The listing below must be repeated word for word, with its images excluded.

- **Data provided**
• • • •

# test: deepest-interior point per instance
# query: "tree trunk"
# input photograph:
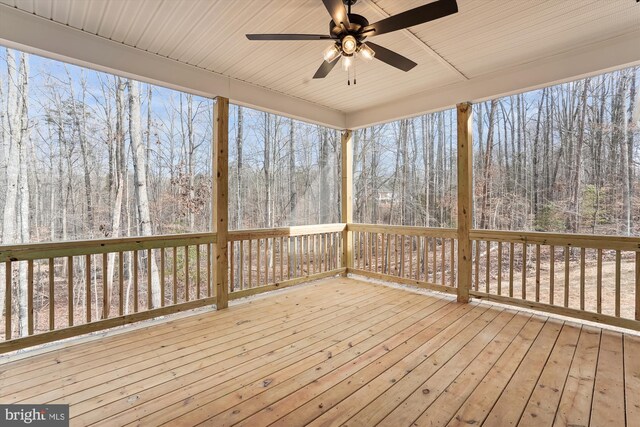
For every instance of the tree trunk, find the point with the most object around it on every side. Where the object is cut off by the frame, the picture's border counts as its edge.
(140, 181)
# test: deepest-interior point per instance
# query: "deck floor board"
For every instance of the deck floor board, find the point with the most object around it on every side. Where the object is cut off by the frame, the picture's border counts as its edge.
(340, 352)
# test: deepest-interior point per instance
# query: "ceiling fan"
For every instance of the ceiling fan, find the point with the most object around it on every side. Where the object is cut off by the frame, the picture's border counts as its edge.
(349, 31)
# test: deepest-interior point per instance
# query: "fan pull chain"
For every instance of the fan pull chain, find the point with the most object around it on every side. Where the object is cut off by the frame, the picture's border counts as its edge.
(355, 70)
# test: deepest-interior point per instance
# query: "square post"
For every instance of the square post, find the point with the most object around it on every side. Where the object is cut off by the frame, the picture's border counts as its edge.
(347, 198)
(465, 201)
(220, 198)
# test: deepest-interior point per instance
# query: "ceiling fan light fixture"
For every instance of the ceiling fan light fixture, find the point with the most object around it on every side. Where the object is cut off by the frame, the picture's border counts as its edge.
(366, 52)
(331, 53)
(349, 45)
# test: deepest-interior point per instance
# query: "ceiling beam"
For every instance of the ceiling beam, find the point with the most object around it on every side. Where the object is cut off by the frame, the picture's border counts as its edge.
(33, 34)
(614, 53)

• • • •

- **Answer below**
# test: deepest-interior point per instance
# query: "tree trunk"
# input photograph:
For every instance of the tree trunk, find the point with the most object around it on every side. Where the object is cut off by the frame, the picture's border counts as its edge.
(140, 181)
# test: deepest-interior point per instance
# query: "deck floor board"
For every instance of the deck floor board, find the point with the most object around it on every side. Where the object is cut off by the frame, the picture's border counts as its edge.
(340, 352)
# test: deepest-interior point per instance
# query: "ceiling fan"
For every instance of the ceiling fan, find the point with the most object around it on every side. Where the object is cut off by the frame, the picture's border counts as its edge.
(349, 31)
# test: deepest-interior point per instance
# query: "fan pull chain"
For every instance of the fan pull chain, find the point with the most object around it on every side. Where the object is cut off by the frame, the picture's border counts as its edge.
(355, 70)
# test: deepest-interior point per instance
# query: "square post"
For every instance of the square post, find the point with the most object around it on every side. Where the object is cut off by the frame, the picture's border counts as its edge.
(347, 198)
(465, 201)
(220, 198)
# test: deepest-interior point per instance
# query: "ceiling fan light fixture"
For every instance of the ceiling fan light fixture, find the point with the most object around it on every side. Where the object is cut off by the frame, the picture's border counts as its edge.
(366, 52)
(331, 53)
(349, 45)
# test: deepest-interior point per instance
# query: "ceiling beam"
For every instance of the ceiling beam, find the point with the most object around it on every side. Where the object is cut off by the frame, the picture's border counts as its edge.
(33, 34)
(614, 53)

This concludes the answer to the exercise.